All of these thoughts that follow are taken from Yancey’s book and specifically from Chapter 10 , Death: The Final Week.

Not only is the resurrection central to our faith, but also the death of Jesus is central! Death is not just the way leading to resurrection, but the death of Jesus is a focal point for our faith in and of itself. Our God allowed God to be killed. We have a God who, at a certain point in our human, planet Earth history, died! What is the meaning of this in terms of our faith?

Yancey says, “Of the biographies I have read, few devote more than ten percent of their pages to the subject’s death--including biographies of men like Martin Luther King, Jr. and Mahatma Gandhi, who died violent and politically significant deaths. The Gospels, though, devote nearly a third of their length to the climactic last week of Jesus’ life. Matthew, Mark, Luke, and John saw death as the central mystery of Jesus.”

▬▬▬

* _Objective_: According to the passage on the death of Jesus, how much of their length do the Gospels devote to the last week of Jesus' life?

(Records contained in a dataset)
▬▬▬

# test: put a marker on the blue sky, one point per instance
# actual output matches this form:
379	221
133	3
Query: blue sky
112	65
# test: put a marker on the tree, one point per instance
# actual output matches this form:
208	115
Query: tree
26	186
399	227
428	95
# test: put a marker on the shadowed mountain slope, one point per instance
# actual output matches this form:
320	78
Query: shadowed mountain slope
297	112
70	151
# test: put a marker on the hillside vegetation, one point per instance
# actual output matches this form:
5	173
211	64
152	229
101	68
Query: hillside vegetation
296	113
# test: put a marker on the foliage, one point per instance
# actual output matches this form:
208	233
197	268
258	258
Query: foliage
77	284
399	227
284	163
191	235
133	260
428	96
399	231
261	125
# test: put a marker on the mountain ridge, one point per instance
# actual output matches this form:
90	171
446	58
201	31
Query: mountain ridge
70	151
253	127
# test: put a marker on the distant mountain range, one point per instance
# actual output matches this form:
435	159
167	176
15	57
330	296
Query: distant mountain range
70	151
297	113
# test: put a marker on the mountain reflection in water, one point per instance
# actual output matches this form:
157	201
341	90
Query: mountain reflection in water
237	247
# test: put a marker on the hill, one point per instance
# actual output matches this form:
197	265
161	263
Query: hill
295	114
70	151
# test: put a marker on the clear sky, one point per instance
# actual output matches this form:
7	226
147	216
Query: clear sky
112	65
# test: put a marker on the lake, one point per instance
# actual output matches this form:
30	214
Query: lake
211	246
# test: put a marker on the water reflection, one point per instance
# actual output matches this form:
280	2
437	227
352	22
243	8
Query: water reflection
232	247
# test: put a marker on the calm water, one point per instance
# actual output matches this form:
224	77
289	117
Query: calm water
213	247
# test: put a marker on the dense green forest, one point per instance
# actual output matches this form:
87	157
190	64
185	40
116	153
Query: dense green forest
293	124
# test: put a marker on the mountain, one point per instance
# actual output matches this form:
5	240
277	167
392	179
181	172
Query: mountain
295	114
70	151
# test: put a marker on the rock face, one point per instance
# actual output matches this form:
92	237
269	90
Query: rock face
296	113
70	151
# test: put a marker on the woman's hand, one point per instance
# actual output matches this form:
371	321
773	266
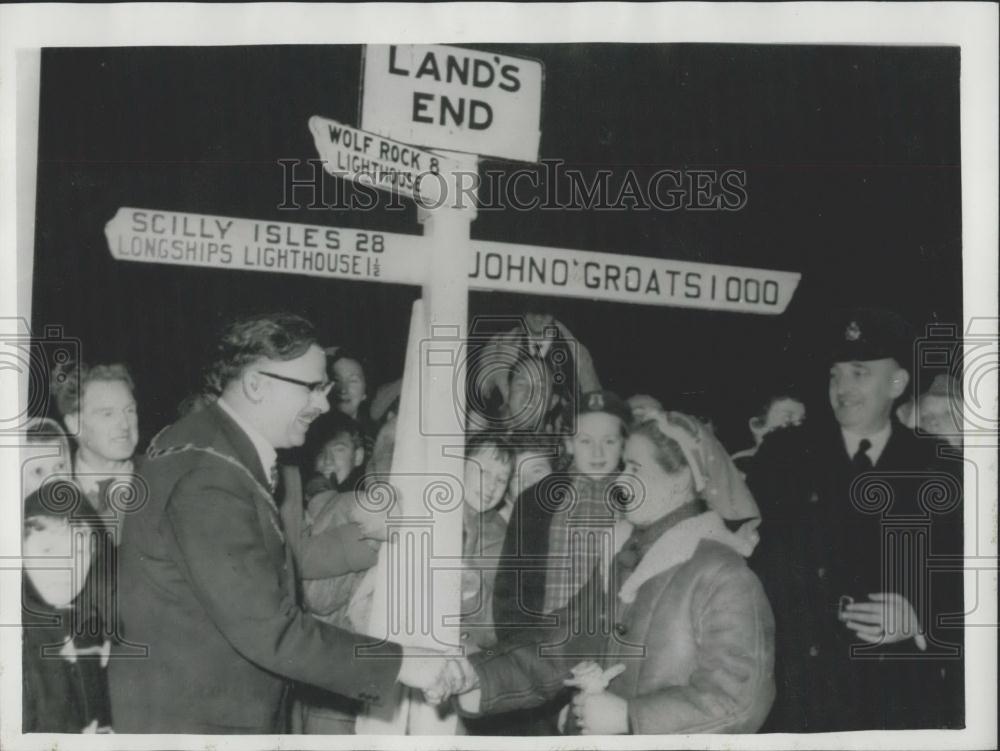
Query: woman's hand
885	619
603	713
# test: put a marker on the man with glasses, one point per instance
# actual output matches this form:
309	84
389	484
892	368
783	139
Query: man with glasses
208	584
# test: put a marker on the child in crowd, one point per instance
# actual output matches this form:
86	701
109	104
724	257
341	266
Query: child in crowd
349	395
64	681
335	454
692	650
342	597
47	455
489	461
557	518
534	458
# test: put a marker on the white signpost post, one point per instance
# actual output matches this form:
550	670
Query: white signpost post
464	101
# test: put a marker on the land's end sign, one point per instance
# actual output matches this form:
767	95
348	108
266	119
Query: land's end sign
452	98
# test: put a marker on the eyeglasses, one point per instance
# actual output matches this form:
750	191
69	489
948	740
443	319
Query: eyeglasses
315	387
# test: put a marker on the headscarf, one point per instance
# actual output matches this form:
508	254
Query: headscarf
716	478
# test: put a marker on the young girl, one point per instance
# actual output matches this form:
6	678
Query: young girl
489	461
562	519
689	646
64	669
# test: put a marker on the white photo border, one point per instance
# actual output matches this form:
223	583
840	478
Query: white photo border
26	29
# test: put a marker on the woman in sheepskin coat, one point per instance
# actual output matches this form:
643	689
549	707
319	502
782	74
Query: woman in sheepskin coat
686	642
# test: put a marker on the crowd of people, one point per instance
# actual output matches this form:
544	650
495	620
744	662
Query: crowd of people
623	571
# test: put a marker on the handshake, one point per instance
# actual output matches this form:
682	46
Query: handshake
439	676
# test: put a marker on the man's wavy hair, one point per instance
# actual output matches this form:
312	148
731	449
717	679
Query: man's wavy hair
275	336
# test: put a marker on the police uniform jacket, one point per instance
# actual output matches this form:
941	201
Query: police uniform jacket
833	531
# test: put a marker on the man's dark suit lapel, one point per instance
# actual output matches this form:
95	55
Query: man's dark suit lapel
242	447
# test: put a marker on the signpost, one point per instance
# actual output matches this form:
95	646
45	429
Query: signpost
453	98
465	101
185	239
380	162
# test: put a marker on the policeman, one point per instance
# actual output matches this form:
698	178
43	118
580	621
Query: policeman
855	510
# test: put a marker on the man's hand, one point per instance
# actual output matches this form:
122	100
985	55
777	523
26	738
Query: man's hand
602	713
458	677
885	619
422	668
372	523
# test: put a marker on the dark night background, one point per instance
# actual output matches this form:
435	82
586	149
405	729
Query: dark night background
853	178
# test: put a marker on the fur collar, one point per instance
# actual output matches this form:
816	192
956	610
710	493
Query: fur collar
678	544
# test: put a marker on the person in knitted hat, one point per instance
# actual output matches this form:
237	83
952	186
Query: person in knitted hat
689	642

▬▬▬

* _Written solution_: Nearly a third.